### EXTRACTED TEXT
•••

Fritz manages and travels with the basketball court-sized pictorial display. Her oldest son, First Lt. Jacob Fritz, 25, and a West Point graduate, was executed while an Iraq POW on Jan. 20, 2007.
What was most appreciated by the Gold Star families, Fritz said, is the pen pal correspondence started between them and students of all ages in Rooks County.

Some of the communication was email and some of it was in a hand-written letter.
“They all got to connect with a class and they had the chance to meet the class today and take a picture with them,” said Sheila Hachmeister, a Plainville Ambassador member who chaired the weekend event.
“We’ve got a lot of people from the eastern part of the state. A couple who now lives in Ohio flew in to meet their class. Another soldier’s family flew in from North Carolina. Although they are Kansas families, we’ve kind of had them from all over.”
The Rooks County students also made red, white and blue fabric wreaths that decorated the main stage for the attending Gold Star families to take home. Another 70 wreaths will go to Kansas families whose sons and daughters are also on the towers.
None of the K-12 students was alive on 9/11.

•••

(Dataset rows on where objects appear)
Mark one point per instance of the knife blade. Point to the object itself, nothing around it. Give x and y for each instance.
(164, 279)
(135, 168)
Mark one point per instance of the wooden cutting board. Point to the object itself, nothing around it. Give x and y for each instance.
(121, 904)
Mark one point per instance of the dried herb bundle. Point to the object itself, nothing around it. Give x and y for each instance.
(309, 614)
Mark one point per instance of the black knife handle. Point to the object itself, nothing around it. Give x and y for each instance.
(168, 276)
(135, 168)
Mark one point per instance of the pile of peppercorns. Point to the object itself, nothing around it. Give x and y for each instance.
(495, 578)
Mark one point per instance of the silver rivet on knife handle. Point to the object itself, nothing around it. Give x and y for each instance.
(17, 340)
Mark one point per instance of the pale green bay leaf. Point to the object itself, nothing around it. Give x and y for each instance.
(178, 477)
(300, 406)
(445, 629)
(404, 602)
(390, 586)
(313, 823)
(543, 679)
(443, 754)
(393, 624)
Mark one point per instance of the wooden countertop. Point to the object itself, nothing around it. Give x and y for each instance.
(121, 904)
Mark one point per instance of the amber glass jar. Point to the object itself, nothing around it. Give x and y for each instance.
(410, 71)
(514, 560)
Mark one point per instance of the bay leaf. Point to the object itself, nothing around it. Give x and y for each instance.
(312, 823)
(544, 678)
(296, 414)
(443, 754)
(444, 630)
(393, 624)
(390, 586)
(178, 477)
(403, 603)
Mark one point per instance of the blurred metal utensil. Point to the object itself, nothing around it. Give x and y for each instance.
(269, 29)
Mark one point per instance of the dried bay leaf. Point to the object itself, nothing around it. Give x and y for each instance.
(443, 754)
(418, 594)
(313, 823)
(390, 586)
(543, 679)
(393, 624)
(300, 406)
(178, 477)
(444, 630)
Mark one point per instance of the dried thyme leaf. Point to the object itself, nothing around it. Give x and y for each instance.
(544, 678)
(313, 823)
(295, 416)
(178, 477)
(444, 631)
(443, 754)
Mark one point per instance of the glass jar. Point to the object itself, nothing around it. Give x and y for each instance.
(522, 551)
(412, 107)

•••

### GOALS
1. List every U.S. state named in the passage on the Gold Star families event.
2. Answer these questions from the passage on the Gold Star families event:
(a) How old was First Lt. Jacob Fritz when he was executed?
(b) Who chaired the weekend event?
(c) How many more wreaths will go to Kansas families whose sons and daughters are on the towers?
3. Decide whether each statement agrees with the passage on the Gold Star families event. Answer yes or no and quote the words that decide it.
(a) Jacob Fritz was a graduate of West Point.
(b) All of the pen pal correspondence was sent by email.
(c) Some of the K-12 students were alive on 9/11.

### EXERCISE SOLUTIONS
1. Ohio, North Carolina, Kansas

2.
(a) 25
(b) Sheila Hachmeister
(c) 70

3.
(a) Yes: "and a West Point graduate"
(b) No: "some of it was in a hand-written letter"
(c) No: "None of the K-12 students was alive on 9/11."